(Collected data)

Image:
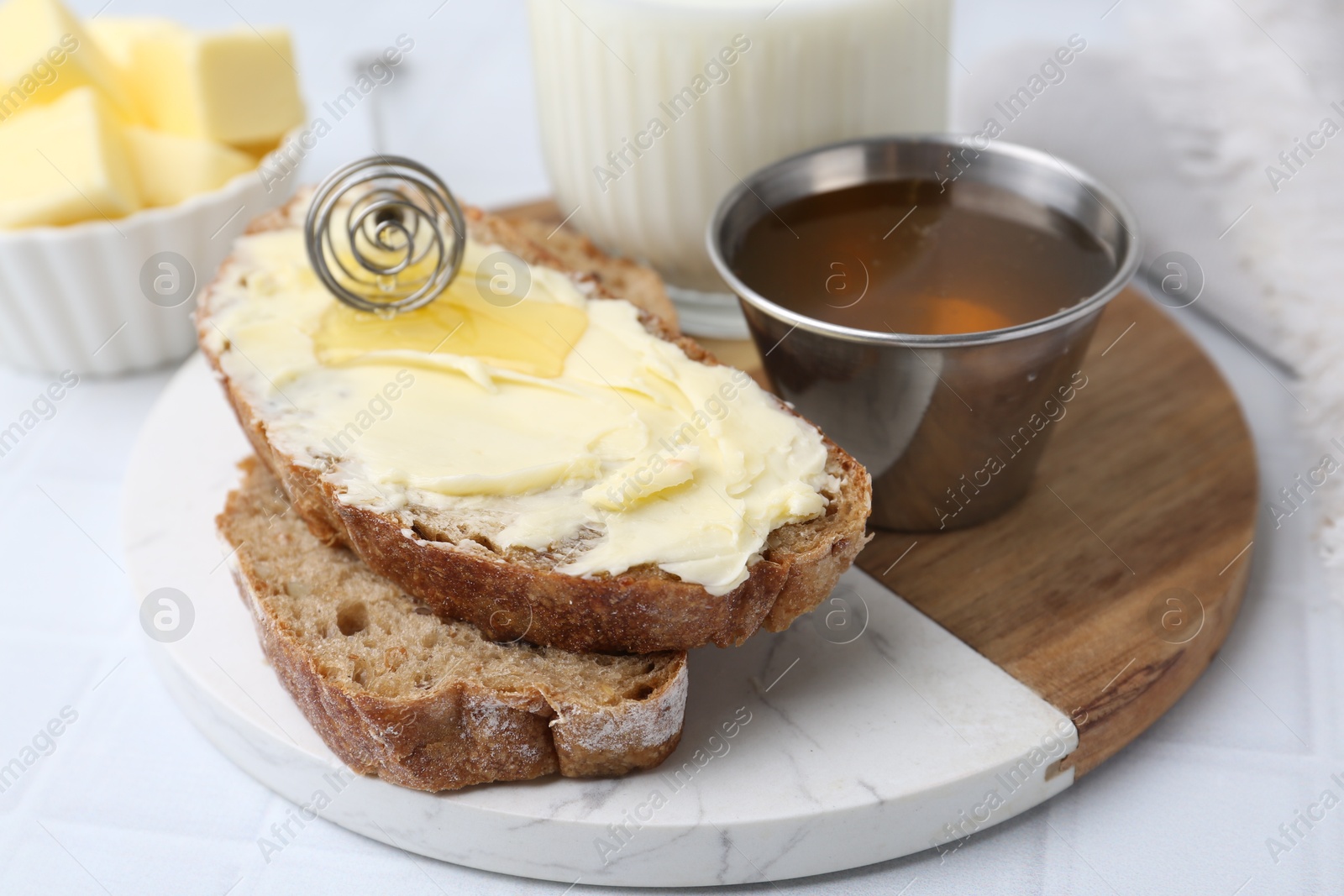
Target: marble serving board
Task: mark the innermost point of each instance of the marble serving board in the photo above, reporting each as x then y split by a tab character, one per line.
862	734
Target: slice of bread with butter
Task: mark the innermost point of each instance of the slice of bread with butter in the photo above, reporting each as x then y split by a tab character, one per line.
564	469
400	694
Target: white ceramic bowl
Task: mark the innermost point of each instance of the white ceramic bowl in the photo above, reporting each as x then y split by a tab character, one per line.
108	297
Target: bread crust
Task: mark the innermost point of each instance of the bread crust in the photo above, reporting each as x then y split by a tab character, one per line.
643	610
459	732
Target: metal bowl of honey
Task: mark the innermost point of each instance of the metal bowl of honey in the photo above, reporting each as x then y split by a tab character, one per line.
927	302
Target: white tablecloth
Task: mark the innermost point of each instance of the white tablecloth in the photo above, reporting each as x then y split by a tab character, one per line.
129	799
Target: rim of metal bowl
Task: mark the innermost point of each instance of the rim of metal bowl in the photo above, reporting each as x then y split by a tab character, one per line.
1126	269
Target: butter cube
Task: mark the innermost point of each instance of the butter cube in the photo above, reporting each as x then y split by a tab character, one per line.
234	87
65	163
118	36
45	53
171	168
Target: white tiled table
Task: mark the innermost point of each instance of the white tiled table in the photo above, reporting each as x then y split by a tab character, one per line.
132	799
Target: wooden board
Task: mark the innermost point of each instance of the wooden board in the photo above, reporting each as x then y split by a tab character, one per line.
1110	587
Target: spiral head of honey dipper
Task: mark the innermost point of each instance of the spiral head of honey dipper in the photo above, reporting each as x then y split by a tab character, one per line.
385	234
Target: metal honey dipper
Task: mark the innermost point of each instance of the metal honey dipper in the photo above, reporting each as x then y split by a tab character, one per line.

● YOUR INSTRUCTIONS
Reproduce all of the data above verbatim, leaving out the pictures.

● FULL OUTPUT
Image:
Target: marble serving board
Task: mark the innermost point of each instance of the marble serving board in the photo above, reporting each as x then y split by a tab character, one per line.
862	734
Target: slice of bread with butter
Task: mark the innermost point of each instance of the slice of bread with butter in the photo above, reporting each as x then y split by a tab character, one per line.
564	469
400	694
Target: white ceramic bowl
Task: mark the innermost point of each instance of the white ceramic bowl in the photo above, reporting each as x then y split by a tab character, one per line.
108	297
Target: bread crust
Task: mark the innermost point of each instance of the bread crust in the photo above, reporting each as x then y split by a tab character, one per line.
643	610
459	732
Target: metal bowl of honey
Task: mark the innermost point of each instance of the metal bowl of honey in the photo above, reporting each as x then y split by a tab character, one per line.
927	302
Target: white tablecloth
Task: mark the innermost point of each instance of the white tablecloth in the photo above, reporting each as x then y split by a tab character, one per line.
129	799
Target: rim of metal bowl
Task: mark the innermost point of each instance of the rim of metal bowl in the photo above, reporting each as x then y split by a tab character, one per line.
1126	269
Target: butter cube
Task: mark the innermost point of each instance of the butter cube in the photo above, reporting each as x then y split by a tab character, one per line.
234	87
65	163
118	36
45	53
171	168
Target: white tiled table
Task: mark the innermost point of each instance of the white tiled table in the photo above, reporting each as x then y split by a tab character, one per line.
132	799
Target: wooden board
Task: mark the innermost point of each instance of the wooden board in the photo above, reporting each as x then y split by a tab character, one per line.
1110	587
Target: spiral head of honey dipper
Task: mark the innermost point of each instance of the spiral head of honey dipper in the photo above, reporting each as x then y split by a tab character, one per line.
385	234
Target: metal honey dipper
Task: mark the innermost point of each instance of the metal honey dipper in the photo above, reporting each as x then y split by a tab character, one per line.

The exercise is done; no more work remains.